* Task requirements *
Put every line of the records below into a Markdown table with two columns, Row and Text. Number the rows in order and leave out blank lines.

++++++++

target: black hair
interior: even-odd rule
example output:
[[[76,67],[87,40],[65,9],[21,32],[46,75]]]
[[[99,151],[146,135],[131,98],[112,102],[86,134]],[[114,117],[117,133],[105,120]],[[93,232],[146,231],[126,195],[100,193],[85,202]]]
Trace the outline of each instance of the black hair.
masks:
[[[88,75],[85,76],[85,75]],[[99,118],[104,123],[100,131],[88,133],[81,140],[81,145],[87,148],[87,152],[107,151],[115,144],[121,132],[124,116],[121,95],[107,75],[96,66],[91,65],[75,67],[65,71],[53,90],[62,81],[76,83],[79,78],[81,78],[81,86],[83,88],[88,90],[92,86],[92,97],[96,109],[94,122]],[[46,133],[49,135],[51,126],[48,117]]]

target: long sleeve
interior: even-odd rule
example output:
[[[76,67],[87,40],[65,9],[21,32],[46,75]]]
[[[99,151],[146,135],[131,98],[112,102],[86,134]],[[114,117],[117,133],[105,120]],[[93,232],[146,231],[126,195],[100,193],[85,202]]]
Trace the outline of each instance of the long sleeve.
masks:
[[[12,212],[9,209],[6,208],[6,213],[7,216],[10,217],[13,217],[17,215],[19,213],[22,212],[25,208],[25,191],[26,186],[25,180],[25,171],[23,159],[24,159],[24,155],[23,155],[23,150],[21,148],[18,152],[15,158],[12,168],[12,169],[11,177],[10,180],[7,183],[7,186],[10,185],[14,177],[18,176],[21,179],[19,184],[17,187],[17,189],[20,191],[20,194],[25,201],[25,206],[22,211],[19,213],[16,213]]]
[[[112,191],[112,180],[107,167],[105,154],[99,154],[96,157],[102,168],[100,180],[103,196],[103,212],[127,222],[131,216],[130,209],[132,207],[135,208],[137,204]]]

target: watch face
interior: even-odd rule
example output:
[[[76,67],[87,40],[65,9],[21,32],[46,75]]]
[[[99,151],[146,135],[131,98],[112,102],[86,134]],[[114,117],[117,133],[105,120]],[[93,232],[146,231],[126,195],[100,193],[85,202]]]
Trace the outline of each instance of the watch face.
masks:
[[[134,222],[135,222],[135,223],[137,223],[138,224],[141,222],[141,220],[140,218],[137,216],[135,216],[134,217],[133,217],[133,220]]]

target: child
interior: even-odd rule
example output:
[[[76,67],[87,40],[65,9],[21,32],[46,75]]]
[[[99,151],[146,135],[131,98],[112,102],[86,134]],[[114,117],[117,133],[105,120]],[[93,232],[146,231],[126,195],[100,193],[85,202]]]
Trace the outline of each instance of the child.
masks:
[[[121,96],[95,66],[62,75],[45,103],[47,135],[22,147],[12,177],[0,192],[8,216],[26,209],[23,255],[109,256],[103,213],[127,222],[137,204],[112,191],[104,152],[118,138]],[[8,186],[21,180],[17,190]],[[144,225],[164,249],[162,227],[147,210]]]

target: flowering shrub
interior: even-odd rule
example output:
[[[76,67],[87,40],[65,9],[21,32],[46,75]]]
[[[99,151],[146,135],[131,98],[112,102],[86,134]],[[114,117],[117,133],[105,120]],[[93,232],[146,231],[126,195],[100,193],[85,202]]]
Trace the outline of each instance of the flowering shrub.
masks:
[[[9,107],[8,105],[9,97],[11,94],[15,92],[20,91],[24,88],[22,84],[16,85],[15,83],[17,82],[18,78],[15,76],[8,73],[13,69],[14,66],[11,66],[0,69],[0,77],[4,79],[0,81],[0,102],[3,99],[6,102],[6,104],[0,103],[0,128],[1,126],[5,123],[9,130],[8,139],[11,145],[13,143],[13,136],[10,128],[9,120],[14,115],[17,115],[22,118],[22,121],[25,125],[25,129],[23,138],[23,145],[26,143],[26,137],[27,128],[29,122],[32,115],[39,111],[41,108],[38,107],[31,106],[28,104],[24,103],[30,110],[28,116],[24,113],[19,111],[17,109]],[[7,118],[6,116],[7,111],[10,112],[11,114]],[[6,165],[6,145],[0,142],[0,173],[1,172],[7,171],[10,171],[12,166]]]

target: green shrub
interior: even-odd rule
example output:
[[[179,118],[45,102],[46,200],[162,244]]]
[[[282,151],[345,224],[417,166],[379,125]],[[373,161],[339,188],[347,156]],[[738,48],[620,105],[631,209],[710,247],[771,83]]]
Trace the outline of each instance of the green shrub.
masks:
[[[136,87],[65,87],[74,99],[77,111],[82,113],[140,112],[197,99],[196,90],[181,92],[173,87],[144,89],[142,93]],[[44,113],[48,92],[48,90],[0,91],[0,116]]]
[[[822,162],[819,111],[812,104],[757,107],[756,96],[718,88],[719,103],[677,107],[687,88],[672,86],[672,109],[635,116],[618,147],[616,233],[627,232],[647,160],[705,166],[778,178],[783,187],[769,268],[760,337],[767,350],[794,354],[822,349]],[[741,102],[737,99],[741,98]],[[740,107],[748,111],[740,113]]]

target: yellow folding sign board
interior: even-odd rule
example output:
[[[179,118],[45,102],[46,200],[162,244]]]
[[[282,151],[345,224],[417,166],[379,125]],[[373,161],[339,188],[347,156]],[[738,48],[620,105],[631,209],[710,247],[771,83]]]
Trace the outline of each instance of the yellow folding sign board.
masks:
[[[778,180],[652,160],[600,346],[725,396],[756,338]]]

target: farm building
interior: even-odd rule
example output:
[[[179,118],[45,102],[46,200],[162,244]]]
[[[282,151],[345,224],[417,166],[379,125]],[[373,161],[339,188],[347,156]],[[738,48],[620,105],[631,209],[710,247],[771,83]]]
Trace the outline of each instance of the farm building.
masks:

++++++++

* Exercise output *
| Row | Text |
|---|---|
| 1 | target: black hair |
| 2 | interior: even-odd rule |
| 3 | example output: |
| 4 | [[[76,67],[87,40],[65,9],[21,32],[46,75]]] |
| 5 | [[[99,151],[146,135],[131,98],[112,102],[86,134]],[[114,117],[117,133],[105,120]],[[93,232],[146,231],[126,195],[100,193],[85,202]]] |
| 6 | Trace the outline of each instance of the black hair. |
| 7 | masks: |
| 8 | [[[88,75],[85,76],[85,75]],[[99,118],[104,123],[100,131],[88,133],[81,140],[81,145],[87,148],[87,152],[107,151],[115,144],[121,132],[124,116],[121,95],[107,75],[96,66],[91,65],[75,67],[65,71],[53,90],[62,81],[76,83],[79,78],[81,78],[81,86],[83,88],[88,90],[92,86],[92,97],[96,109],[94,122]],[[46,133],[49,135],[51,126],[48,117]]] |
| 9 | target: long sleeve |
| 10 | interior: even-odd rule |
| 11 | example output: |
| 12 | [[[76,67],[87,40],[65,9],[21,32],[46,75]]] |
| 13 | [[[99,151],[146,135],[131,98],[112,102],[86,134]],[[114,117],[117,133],[105,120]],[[93,232],[146,231],[126,195],[100,193],[85,202]]] |
| 14 | Trace the outline of each instance of the long sleeve. |
| 15 | masks: |
| 16 | [[[12,212],[9,209],[6,208],[6,213],[7,216],[10,217],[13,217],[17,215],[19,213],[22,212],[25,208],[25,191],[26,186],[25,180],[25,171],[23,159],[24,159],[24,155],[23,155],[23,150],[21,148],[18,152],[15,158],[12,168],[12,169],[11,177],[10,180],[7,183],[7,186],[10,185],[14,177],[18,176],[21,179],[19,184],[17,187],[17,189],[20,191],[20,194],[25,201],[25,206],[22,211],[19,213],[16,213]]] |
| 17 | [[[112,191],[112,180],[107,167],[105,154],[99,154],[96,157],[102,168],[100,180],[103,196],[103,212],[127,222],[131,216],[130,209],[132,207],[135,208],[137,204]]] |
| 18 | target: watch face |
| 19 | interior: even-odd rule |
| 20 | example output: |
| 21 | [[[76,67],[87,40],[65,9],[21,32],[46,75]]] |
| 22 | [[[99,151],[146,135],[131,98],[112,102],[86,134]],[[114,117],[117,133],[105,120]],[[93,232],[146,231],[126,195],[100,193],[85,202]]] |
| 23 | Trace the outline of each instance of the watch face. |
| 24 | masks: |
| 25 | [[[134,222],[135,222],[135,223],[137,223],[138,224],[141,222],[141,220],[140,218],[137,216],[135,216],[134,217],[133,217],[133,220]]] |
| 26 | target: child |
| 27 | interior: even-odd rule |
| 28 | example output: |
| 29 | [[[76,67],[87,40],[65,9],[21,32],[46,75]]] |
| 30 | [[[99,151],[146,135],[131,98],[112,102],[86,134]],[[114,117],[117,133],[105,120]],[[93,232],[146,231],[126,195],[100,193],[85,202]]] |
| 31 | Trace the outline of each instance of the child. |
| 32 | masks: |
| 33 | [[[121,96],[95,66],[62,75],[45,103],[47,135],[22,147],[12,177],[0,192],[8,216],[26,209],[23,255],[109,256],[103,213],[127,222],[137,204],[112,191],[104,152],[118,138]],[[8,186],[21,180],[17,190]],[[144,225],[164,249],[162,227],[147,210]]] |
| 34 | target: flowering shrub |
| 35 | interior: even-odd rule |
| 36 | example output: |
| 37 | [[[76,67],[87,40],[65,9],[21,32],[46,75]]] |
| 38 | [[[99,151],[146,135],[131,98],[112,102],[86,134]],[[114,117],[117,133],[105,120]],[[93,232],[146,231],[126,195],[100,193],[85,202]]] |
| 39 | Trace the outline of each instance of the flowering shrub. |
| 40 | masks: |
| 41 | [[[9,107],[8,105],[9,97],[11,94],[15,92],[20,91],[24,88],[22,84],[16,85],[15,83],[17,82],[18,78],[15,76],[8,73],[13,69],[14,66],[11,66],[0,69],[0,77],[4,79],[0,81],[0,102],[3,99],[6,102],[6,104],[0,103],[0,128],[1,126],[5,123],[9,130],[8,139],[11,145],[13,143],[13,136],[10,128],[9,120],[14,115],[17,115],[22,118],[22,121],[25,125],[25,129],[23,138],[23,145],[26,143],[26,137],[27,128],[29,122],[32,115],[39,111],[41,108],[38,107],[31,106],[28,104],[24,103],[30,110],[28,116],[24,113],[19,111],[17,109]],[[7,118],[6,116],[7,111],[10,112],[11,114]],[[6,165],[6,145],[0,142],[0,173],[1,172],[7,171],[10,171],[12,166]]] |
| 42 | target: green shrub |
| 43 | interior: even-odd rule |
| 44 | example output: |
| 45 | [[[179,118],[45,102],[46,200],[162,244]]] |
| 46 | [[[282,151],[345,224],[417,166],[379,125]],[[373,161],[339,188],[347,156]],[[738,48],[620,105],[631,209],[710,247],[771,83]]] |
| 47 | Trace the outline of each instance of the green shrub. |
| 48 | masks: |
| 49 | [[[136,87],[65,87],[74,99],[77,111],[82,113],[140,112],[197,99],[196,90],[181,92],[173,87],[144,89],[142,93]],[[44,113],[48,92],[48,90],[0,91],[0,116]]] |
| 50 | [[[822,162],[819,111],[812,104],[757,107],[756,96],[718,88],[719,103],[677,107],[687,88],[672,86],[672,109],[635,116],[618,147],[616,233],[627,232],[647,160],[705,166],[778,178],[783,187],[769,268],[760,337],[767,350],[794,354],[822,349]],[[741,102],[737,99],[741,98]],[[740,107],[748,111],[740,113]]] |
| 51 | target: yellow folding sign board |
| 52 | interior: even-odd rule |
| 53 | example output: |
| 54 | [[[179,118],[45,102],[46,200],[162,244]]] |
| 55 | [[[282,151],[345,224],[417,166],[379,125]],[[373,161],[339,188],[347,156]],[[738,48],[620,105],[631,209],[710,247],[771,83]]] |
| 56 | Trace the outline of each instance of the yellow folding sign board. |
| 57 | masks: |
| 58 | [[[778,180],[652,160],[600,346],[725,396],[756,338]]] |
| 59 | target: farm building |
| 60 | interior: even-odd rule |
| 61 | example output: |
| 62 | [[[179,118],[45,102],[46,200],[162,244]]] |
| 63 | [[[282,151],[345,224],[417,166],[379,125]],[[373,161],[339,188],[347,156]],[[738,48],[620,105],[631,209],[710,247],[771,83]]] |
| 64 | Trace the outline of each instance of the farm building. |
| 65 | masks: |